From the post on the MDG housing program in Timor-Leste below, copy word for word the part that begins with the words containing "The MDG housing initiative" and ends with "environments) were overlooked.".

-- Quoted passage start --

Houses in the Oma Boku MDG settlement (Credit: Pyone Myat Thu)

Houses in the Oma Boku MDG settlement (Credit: Pyone Myat Thu)

Revisiting the MDG Housing Program in Timor-Leste

By Pyone Myat Thu
11 October 2018

In 2013, my colleague and I wrote about the difficulties of development in Timor-Leste, citing the MDG Suco Program (a housing program) as an example of poor infrastructure development. Aligned with the broader United Nation’s Millennium Development Goals (MDGs), the Timor-Leste Government constructed over 5,000 houses nationwide for social housing, to improve the quality of life of the most disadvantaged members of society.

The MDG housing initiative aimed to provide vulnerable Timorese with modern Western houses with solar energy, water and sanitation. When we wrote our blog post in 2013, we were concerned that the diverse housing needs of beneficiaries (in relation to their capabilities, livelihood activities, socio-cultural contexts and physical environments) were overlooked.

In August, I had the opportunity to revisit the case study site in Manatuto Municipality to see how things have evolved. Five years on, the lack of a consultative social housing approach has become more apparent.

-- Quoted passage end --
-- Extracted records start --

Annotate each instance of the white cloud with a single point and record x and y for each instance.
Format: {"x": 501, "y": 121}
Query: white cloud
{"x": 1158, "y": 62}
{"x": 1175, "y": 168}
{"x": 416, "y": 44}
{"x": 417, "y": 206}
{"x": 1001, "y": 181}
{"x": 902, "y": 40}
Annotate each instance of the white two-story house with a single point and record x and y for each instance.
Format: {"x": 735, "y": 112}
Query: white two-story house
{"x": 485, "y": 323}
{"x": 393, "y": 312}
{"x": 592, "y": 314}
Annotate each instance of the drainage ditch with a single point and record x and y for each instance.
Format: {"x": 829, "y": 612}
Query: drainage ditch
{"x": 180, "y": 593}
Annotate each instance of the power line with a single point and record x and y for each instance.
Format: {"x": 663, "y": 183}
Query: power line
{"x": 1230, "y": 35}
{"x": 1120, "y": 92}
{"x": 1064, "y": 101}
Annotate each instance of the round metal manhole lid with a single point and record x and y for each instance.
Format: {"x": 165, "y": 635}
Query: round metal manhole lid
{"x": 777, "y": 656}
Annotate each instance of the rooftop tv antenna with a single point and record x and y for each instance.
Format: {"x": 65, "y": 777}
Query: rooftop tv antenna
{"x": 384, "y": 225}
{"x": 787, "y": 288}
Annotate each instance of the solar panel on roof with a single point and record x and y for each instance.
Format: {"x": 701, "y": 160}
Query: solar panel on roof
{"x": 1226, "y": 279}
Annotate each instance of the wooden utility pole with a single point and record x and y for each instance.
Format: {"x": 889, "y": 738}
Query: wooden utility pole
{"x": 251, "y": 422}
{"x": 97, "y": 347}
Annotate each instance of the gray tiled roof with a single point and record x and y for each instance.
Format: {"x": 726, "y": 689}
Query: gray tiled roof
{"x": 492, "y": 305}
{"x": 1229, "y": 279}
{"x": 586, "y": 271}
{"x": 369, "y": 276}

-- Extracted records end --

Worked answer:
The MDG housing initiative aimed to provide vulnerable Timorese with modern Western houses with solar energy, water and sanitation. When we wrote our blog post in 2013, we were concerned that the diverse housing needs of beneficiaries (in relation to their capabilities, livelihood activities, socio-cultural contexts and physical environments) were overlooked.